■ **Assigned task**
Repeat each entry below exactly.

■ **Supplied records**
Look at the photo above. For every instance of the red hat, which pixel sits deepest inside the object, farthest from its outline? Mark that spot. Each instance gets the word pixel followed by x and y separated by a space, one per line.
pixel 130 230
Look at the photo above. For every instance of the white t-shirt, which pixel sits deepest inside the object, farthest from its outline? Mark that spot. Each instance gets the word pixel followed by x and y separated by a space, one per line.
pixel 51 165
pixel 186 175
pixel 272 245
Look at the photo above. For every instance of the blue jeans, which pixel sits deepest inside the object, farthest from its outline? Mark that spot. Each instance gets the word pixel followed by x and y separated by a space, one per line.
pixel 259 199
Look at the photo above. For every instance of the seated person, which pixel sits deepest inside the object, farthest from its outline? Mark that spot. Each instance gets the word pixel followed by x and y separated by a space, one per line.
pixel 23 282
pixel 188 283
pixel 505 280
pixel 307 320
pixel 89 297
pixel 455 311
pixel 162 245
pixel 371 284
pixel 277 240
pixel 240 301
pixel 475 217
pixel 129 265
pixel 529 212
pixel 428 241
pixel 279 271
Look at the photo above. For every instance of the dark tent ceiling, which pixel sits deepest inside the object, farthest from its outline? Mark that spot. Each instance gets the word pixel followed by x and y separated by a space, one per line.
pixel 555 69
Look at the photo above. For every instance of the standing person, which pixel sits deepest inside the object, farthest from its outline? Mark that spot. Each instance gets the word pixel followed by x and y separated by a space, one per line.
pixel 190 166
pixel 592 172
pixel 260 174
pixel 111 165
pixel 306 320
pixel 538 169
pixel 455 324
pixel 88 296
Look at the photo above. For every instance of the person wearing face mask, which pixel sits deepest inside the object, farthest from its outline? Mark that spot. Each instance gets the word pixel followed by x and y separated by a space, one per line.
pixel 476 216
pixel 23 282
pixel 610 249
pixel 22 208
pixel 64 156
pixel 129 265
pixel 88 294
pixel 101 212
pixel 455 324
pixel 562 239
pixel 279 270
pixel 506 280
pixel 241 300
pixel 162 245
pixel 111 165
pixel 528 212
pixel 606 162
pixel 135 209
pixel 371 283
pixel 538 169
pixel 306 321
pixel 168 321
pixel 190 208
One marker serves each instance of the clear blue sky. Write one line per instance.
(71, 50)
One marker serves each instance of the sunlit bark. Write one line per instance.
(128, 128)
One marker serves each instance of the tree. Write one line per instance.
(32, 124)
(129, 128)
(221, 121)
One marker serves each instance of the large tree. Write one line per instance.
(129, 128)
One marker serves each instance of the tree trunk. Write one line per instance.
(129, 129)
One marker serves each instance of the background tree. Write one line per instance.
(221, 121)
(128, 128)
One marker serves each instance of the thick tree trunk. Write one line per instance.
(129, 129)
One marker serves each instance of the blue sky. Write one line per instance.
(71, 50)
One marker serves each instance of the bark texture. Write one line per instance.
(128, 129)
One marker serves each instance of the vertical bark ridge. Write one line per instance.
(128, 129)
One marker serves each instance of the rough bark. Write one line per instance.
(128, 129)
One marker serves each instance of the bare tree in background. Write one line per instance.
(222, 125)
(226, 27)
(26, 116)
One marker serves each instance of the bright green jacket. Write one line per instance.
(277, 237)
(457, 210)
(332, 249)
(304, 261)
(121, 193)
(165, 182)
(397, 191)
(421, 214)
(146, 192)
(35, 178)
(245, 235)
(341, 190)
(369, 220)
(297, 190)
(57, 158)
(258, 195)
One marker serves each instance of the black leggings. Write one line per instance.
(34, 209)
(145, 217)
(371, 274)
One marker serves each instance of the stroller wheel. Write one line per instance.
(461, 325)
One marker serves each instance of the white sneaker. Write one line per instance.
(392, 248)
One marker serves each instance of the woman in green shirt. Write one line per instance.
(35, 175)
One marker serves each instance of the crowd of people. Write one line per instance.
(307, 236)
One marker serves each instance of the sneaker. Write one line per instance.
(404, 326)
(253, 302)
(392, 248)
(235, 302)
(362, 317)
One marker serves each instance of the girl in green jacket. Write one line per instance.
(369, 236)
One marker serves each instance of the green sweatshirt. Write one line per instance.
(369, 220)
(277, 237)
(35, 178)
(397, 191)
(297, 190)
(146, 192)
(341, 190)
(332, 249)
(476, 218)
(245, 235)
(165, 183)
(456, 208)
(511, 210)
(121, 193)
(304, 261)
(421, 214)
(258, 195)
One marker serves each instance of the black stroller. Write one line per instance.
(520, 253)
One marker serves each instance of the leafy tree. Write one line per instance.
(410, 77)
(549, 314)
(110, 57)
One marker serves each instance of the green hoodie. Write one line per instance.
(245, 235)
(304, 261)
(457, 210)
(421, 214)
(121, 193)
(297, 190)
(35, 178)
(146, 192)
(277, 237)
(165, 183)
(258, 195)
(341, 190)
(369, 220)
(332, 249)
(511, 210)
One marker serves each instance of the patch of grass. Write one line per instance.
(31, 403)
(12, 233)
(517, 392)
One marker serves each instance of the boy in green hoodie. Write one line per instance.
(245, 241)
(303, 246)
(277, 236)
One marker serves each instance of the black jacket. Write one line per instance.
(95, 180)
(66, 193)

■ **Task response**
Look at the photo above. For every instance of the red hat, which pixel sits deepest inside the object, farthest from its outline? Mark that spot. Each instance gets the word pixel followed by x and y separated by a space, one per line.
pixel 130 230
Look at the photo above. For every instance of the white t-shirt, which pixel sits deepest inside the object, farthest from its outline? Mark that spot. Each instance gets the word pixel followed by x and y separated by a space, one per line.
pixel 51 165
pixel 186 175
pixel 272 245
Look at the photo above. For every instance of the blue jeans, which pixel sits deepest inside the object, farthest from its outline? Mark that spot. Each instance gets the word pixel followed by x and y separated by a space, one per line.
pixel 259 199
Look at the photo above. For every instance of the seated person, which pixel sits deepest inside the object, farthest from its outline? Mark that spot. Each instance gets the word pixel followed by x and y separated by a space, one per line.
pixel 23 282
pixel 188 283
pixel 505 280
pixel 307 320
pixel 89 297
pixel 455 311
pixel 162 245
pixel 371 284
pixel 277 240
pixel 240 301
pixel 475 217
pixel 129 265
pixel 529 212
pixel 428 241
pixel 279 271
Look at the photo above. For every instance of the dark tent ceiling, which pixel sits deepest inside the object, farthest from its outline? Mark that spot. Each instance gets the word pixel followed by x and y separated by a space, one per line.
pixel 555 69
Look at the photo above. For every instance of the standing person, which pixel sits deepest inside the object, farthest from its outline? Mark that spot. Each instance gets the word pixel followed by x and y separated by a space, one per line.
pixel 190 166
pixel 592 172
pixel 260 174
pixel 111 165
pixel 306 320
pixel 538 169
pixel 455 324
pixel 88 296
Look at the photo above. For every instance of the person wearing face mask, which pixel sits deepest inside the object, farthest from its outline? Mark that spot. Each instance gets the word pixel followed by x and y separated by a space, one per line.
pixel 476 216
pixel 23 282
pixel 610 249
pixel 22 208
pixel 64 156
pixel 129 265
pixel 88 294
pixel 101 212
pixel 455 324
pixel 562 239
pixel 279 270
pixel 506 280
pixel 241 300
pixel 162 245
pixel 111 165
pixel 528 212
pixel 606 162
pixel 135 209
pixel 371 283
pixel 538 169
pixel 306 321
pixel 168 321
pixel 190 208
One marker serves each instance of the clear blue sky. Write one line per instance.
(71, 50)
One marker serves each instance of the sunlit bark. Write one line per instance.
(128, 128)
One marker serves each instance of the tree. Write one line per instance.
(32, 124)
(129, 128)
(221, 121)
One marker serves each instance of the large tree. Write one line per instance.
(129, 128)
One marker serves each instance of the tree trunk. Write one line per instance.
(129, 129)
One marker serves each instance of the background tree. Write one line per instance.
(221, 121)
(128, 128)
One marker serves each instance of the thick tree trunk. Write one line per instance.
(129, 129)
One marker serves each instance of the blue sky. Write one line per instance.
(71, 50)
One marker serves each instance of the bark texture. Write one line per instance.
(128, 129)
One marker serves each instance of the vertical bark ridge. Write one line per instance.
(128, 129)
One marker serves each instance of the rough bark. Write one line per instance.
(128, 129)
One marker serves each instance of the bare tree in background. Write one line per instance.
(222, 125)
(226, 27)
(26, 116)
One marker serves each instance of the bright green jacket. Write one line per instance.
(277, 237)
(457, 210)
(332, 249)
(304, 261)
(121, 193)
(165, 182)
(397, 191)
(421, 214)
(146, 192)
(35, 178)
(245, 235)
(341, 190)
(369, 220)
(297, 190)
(57, 158)
(258, 195)
One marker serves each instance of the black leggings. Write one line per instance.
(34, 209)
(145, 217)
(371, 274)
One marker serves each instance of the stroller wheel. Write one line per instance.
(461, 325)
One marker serves each instance of the white sneaker. Write one line per instance.
(392, 248)
One marker serves each instance of the woman in green shirt. Write one line per instance.
(35, 175)
One marker serves each instance of the crowd of people. Write one line per instance.
(307, 236)
One marker serves each instance of the sneaker. Write one line per instance.
(404, 326)
(253, 302)
(392, 248)
(235, 302)
(362, 317)
One marker serves each instance of the girl in green jacket. Write one line per instance.
(369, 236)
One marker serves each instance of the green sweatshirt. Write one line per instance.
(369, 220)
(277, 237)
(35, 178)
(397, 191)
(297, 190)
(146, 192)
(341, 190)
(332, 249)
(476, 218)
(245, 235)
(165, 183)
(456, 208)
(511, 210)
(121, 193)
(304, 261)
(421, 214)
(258, 195)
One marker serves each instance of the black stroller. Write one line per instance.
(520, 253)
One marker serves each instance of the leafy tree. Write one line per instance.
(410, 77)
(549, 314)
(110, 57)
One marker serves each instance of the green hoodie. Write one line per instance.
(245, 235)
(304, 261)
(457, 210)
(421, 214)
(121, 193)
(297, 190)
(35, 178)
(146, 192)
(277, 237)
(165, 183)
(258, 195)
(341, 190)
(369, 220)
(332, 249)
(511, 210)
One marker serves each instance of the patch of grass. Write one line per instance.
(31, 403)
(12, 233)
(517, 392)
One marker serves each instance of the boy in green hoodie. Write one line per instance.
(245, 241)
(303, 246)
(277, 236)
One marker serves each instance of the black jacket. Write one line per instance.
(95, 180)
(66, 193)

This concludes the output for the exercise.